*DIRECTIVE:* Reproduce every one of the entries below line for line, without changing a single character.

*RECORDS TO USE:*
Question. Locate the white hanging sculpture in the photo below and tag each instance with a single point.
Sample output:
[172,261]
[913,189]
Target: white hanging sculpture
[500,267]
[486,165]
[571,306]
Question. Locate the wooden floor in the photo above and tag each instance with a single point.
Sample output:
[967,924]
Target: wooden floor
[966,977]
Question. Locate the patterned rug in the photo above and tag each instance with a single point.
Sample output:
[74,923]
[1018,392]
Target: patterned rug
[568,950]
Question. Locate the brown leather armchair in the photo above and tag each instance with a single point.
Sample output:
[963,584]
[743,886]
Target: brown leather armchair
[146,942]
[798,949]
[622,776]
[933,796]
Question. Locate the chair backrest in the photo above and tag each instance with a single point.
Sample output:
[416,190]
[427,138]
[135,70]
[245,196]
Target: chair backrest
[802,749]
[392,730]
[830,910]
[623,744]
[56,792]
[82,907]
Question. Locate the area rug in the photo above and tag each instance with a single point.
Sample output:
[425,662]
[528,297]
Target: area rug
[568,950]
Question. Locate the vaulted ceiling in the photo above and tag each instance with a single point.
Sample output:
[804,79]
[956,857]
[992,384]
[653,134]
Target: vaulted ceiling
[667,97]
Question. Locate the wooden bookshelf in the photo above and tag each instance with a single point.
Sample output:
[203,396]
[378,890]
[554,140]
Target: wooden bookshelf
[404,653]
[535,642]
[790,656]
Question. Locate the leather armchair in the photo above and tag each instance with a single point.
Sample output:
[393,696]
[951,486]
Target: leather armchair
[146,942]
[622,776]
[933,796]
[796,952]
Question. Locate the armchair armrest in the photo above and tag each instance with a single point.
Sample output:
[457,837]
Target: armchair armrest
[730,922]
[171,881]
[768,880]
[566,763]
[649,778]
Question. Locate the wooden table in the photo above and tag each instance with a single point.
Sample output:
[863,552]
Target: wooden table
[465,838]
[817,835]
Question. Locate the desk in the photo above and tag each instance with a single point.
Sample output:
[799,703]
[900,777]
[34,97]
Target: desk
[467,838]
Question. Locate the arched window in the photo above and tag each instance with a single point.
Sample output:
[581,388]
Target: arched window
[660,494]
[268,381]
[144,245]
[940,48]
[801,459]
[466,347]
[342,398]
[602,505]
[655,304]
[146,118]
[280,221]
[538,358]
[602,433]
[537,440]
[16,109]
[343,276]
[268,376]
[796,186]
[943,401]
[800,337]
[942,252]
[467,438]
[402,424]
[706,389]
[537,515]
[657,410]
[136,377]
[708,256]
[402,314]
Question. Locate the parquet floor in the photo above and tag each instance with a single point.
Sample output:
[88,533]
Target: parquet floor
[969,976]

*FULL SOLUTION:*
Question. Locate the white hanging sculpture in the photo below and tag each instance with a single point.
Sample output:
[172,261]
[913,189]
Target: white hanging sculpture
[500,267]
[486,165]
[571,306]
Question. Locate the wooden floor in the photo above and tag each instance with a single point.
Sample output:
[967,924]
Target: wooden floor
[966,977]
Question. Locate the patterned rug in the photo above and tag each instance with a single point.
Sample output:
[74,923]
[1018,392]
Target: patterned rug
[568,950]
Question. Locate the brown leather armchair in the photo above and tag each instance with a single point.
Sample output:
[963,584]
[743,886]
Target: brown leather armchair
[146,942]
[798,949]
[622,776]
[933,796]
Question. Locate the chair backrest in the photo above and tag each instance with a single point.
Sample output:
[416,190]
[427,138]
[135,70]
[245,196]
Target: chair backrest
[802,749]
[392,730]
[830,910]
[623,744]
[56,792]
[82,907]
Question. Locate the area rug in the photo above and tag each instance with a single point.
Sample output:
[425,662]
[528,297]
Target: area rug
[568,950]
Question. Locate the vaulted ceiling in the photo above and tag each instance with a single point.
Sample output:
[804,79]
[956,857]
[992,384]
[653,134]
Target: vaulted ceiling
[667,97]
Question. Locate the wooden bookshelf in the photo above and tag each instance with a single point.
Sample output:
[203,396]
[378,890]
[554,140]
Target: wooden bookshelf
[404,653]
[535,642]
[790,656]
Question. Locate the leather armchair in the photo above and tag each instance with a single point.
Sample output:
[393,696]
[951,486]
Target: leather armchair
[146,942]
[622,776]
[933,796]
[796,952]
Question. Locate the armchair armrest in the photo above and tag each instance with a single point.
Sample output:
[457,837]
Target: armchair armrest
[730,922]
[171,881]
[768,880]
[566,763]
[649,778]
Question. Locate the wooden table in the photo above and tag each instance with a single point.
Sample output:
[863,552]
Target: wooden table
[465,838]
[817,835]
Question. Locate the desk in the photo above and tag each instance with a single point.
Sample output:
[799,703]
[900,777]
[34,97]
Target: desk
[467,838]
Question. Locate the arched window in the photo above and tag each instance with a single point.
Sample output:
[581,388]
Target: arched window
[660,494]
[268,381]
[144,245]
[940,48]
[801,459]
[466,347]
[342,398]
[602,505]
[655,304]
[146,118]
[280,221]
[538,358]
[602,433]
[537,440]
[16,109]
[343,276]
[268,376]
[796,186]
[943,401]
[800,337]
[942,252]
[467,438]
[402,424]
[706,389]
[537,515]
[657,410]
[136,377]
[708,256]
[402,314]
Question. Locate the parquet floor in the photo above and tag each instance with a single point.
Sample output:
[88,533]
Target: parquet floor
[969,976]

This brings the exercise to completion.